**Task to complete**. Pull out every line of the records below that contains the word "black". Copy each such line in full.

########

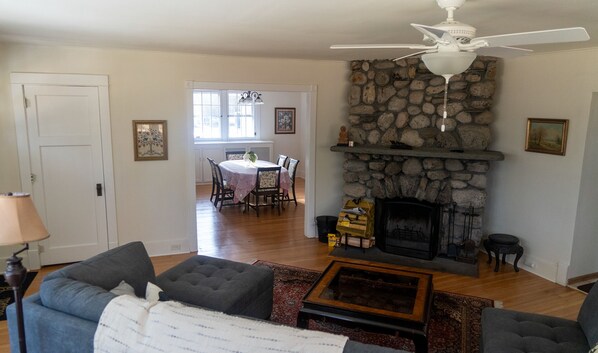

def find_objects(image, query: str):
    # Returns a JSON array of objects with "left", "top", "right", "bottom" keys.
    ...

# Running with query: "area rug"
[
  {"left": 254, "top": 261, "right": 493, "bottom": 353},
  {"left": 0, "top": 271, "right": 37, "bottom": 321}
]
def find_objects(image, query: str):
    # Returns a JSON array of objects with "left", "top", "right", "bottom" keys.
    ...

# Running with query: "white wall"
[
  {"left": 0, "top": 44, "right": 348, "bottom": 255},
  {"left": 568, "top": 93, "right": 598, "bottom": 278},
  {"left": 261, "top": 92, "right": 308, "bottom": 177},
  {"left": 485, "top": 49, "right": 598, "bottom": 283}
]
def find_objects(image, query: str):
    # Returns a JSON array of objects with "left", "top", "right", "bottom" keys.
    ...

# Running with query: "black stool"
[{"left": 484, "top": 234, "right": 523, "bottom": 272}]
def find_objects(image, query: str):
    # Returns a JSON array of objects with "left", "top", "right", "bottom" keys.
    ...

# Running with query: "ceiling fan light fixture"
[{"left": 422, "top": 51, "right": 476, "bottom": 76}]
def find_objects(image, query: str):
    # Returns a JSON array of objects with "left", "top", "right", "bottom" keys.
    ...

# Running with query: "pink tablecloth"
[{"left": 218, "top": 160, "right": 291, "bottom": 202}]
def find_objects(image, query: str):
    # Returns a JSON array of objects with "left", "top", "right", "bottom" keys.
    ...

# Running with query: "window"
[{"left": 193, "top": 89, "right": 258, "bottom": 142}]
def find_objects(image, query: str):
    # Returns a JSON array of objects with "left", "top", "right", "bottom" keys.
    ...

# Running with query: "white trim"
[
  {"left": 10, "top": 73, "right": 118, "bottom": 269},
  {"left": 185, "top": 81, "right": 318, "bottom": 238},
  {"left": 10, "top": 72, "right": 108, "bottom": 87}
]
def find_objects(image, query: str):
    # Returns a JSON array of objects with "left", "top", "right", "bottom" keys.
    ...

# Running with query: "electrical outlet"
[
  {"left": 523, "top": 261, "right": 536, "bottom": 268},
  {"left": 170, "top": 244, "right": 181, "bottom": 251}
]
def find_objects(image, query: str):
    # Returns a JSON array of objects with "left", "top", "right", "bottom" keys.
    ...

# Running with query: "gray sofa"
[
  {"left": 7, "top": 242, "right": 406, "bottom": 353},
  {"left": 480, "top": 285, "right": 598, "bottom": 353}
]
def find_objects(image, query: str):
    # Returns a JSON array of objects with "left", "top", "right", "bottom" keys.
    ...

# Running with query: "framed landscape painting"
[
  {"left": 133, "top": 120, "right": 168, "bottom": 161},
  {"left": 274, "top": 108, "right": 295, "bottom": 134},
  {"left": 525, "top": 118, "right": 569, "bottom": 156}
]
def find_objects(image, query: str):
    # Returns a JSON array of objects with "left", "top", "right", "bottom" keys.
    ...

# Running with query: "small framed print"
[
  {"left": 274, "top": 108, "right": 295, "bottom": 134},
  {"left": 133, "top": 120, "right": 168, "bottom": 161},
  {"left": 525, "top": 118, "right": 569, "bottom": 156}
]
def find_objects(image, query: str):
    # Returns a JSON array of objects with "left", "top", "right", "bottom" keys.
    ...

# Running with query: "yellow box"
[{"left": 328, "top": 233, "right": 338, "bottom": 251}]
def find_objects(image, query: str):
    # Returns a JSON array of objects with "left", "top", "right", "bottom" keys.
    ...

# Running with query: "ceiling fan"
[
  {"left": 330, "top": 0, "right": 590, "bottom": 75},
  {"left": 330, "top": 0, "right": 590, "bottom": 131}
]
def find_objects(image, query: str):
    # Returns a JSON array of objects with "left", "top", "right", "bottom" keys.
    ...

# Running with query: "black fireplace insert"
[{"left": 374, "top": 198, "right": 441, "bottom": 260}]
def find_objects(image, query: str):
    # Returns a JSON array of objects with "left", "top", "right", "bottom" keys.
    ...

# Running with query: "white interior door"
[{"left": 21, "top": 84, "right": 110, "bottom": 265}]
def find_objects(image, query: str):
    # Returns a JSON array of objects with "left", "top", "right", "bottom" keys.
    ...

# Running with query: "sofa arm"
[{"left": 6, "top": 294, "right": 97, "bottom": 353}]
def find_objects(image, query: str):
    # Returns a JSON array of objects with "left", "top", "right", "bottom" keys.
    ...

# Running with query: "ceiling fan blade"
[
  {"left": 471, "top": 27, "right": 590, "bottom": 47},
  {"left": 476, "top": 47, "right": 533, "bottom": 59},
  {"left": 411, "top": 23, "right": 449, "bottom": 42},
  {"left": 392, "top": 50, "right": 429, "bottom": 61},
  {"left": 330, "top": 44, "right": 436, "bottom": 50}
]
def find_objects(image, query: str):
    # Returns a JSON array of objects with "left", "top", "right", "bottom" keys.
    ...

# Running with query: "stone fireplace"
[{"left": 331, "top": 57, "right": 504, "bottom": 257}]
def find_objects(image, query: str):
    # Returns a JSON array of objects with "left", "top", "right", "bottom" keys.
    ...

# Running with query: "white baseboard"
[{"left": 143, "top": 238, "right": 193, "bottom": 256}]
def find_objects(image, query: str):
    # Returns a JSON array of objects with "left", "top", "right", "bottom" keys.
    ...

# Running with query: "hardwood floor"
[{"left": 0, "top": 179, "right": 585, "bottom": 352}]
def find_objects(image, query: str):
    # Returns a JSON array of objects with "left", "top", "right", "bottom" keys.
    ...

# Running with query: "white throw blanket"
[{"left": 93, "top": 295, "right": 347, "bottom": 353}]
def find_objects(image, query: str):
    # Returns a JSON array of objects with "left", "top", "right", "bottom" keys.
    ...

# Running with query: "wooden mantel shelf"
[{"left": 330, "top": 145, "right": 505, "bottom": 161}]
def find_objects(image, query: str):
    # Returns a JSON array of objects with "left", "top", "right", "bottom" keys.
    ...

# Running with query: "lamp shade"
[
  {"left": 422, "top": 51, "right": 476, "bottom": 76},
  {"left": 0, "top": 193, "right": 50, "bottom": 245}
]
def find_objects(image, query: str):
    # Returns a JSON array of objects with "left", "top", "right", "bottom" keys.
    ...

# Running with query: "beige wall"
[
  {"left": 0, "top": 45, "right": 348, "bottom": 254},
  {"left": 485, "top": 49, "right": 598, "bottom": 283}
]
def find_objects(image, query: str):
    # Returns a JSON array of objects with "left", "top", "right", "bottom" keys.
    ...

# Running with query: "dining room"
[{"left": 193, "top": 85, "right": 313, "bottom": 234}]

########

**Exercise answer**.
# Running with query: "black stool"
# Running with query: "black fireplace insert"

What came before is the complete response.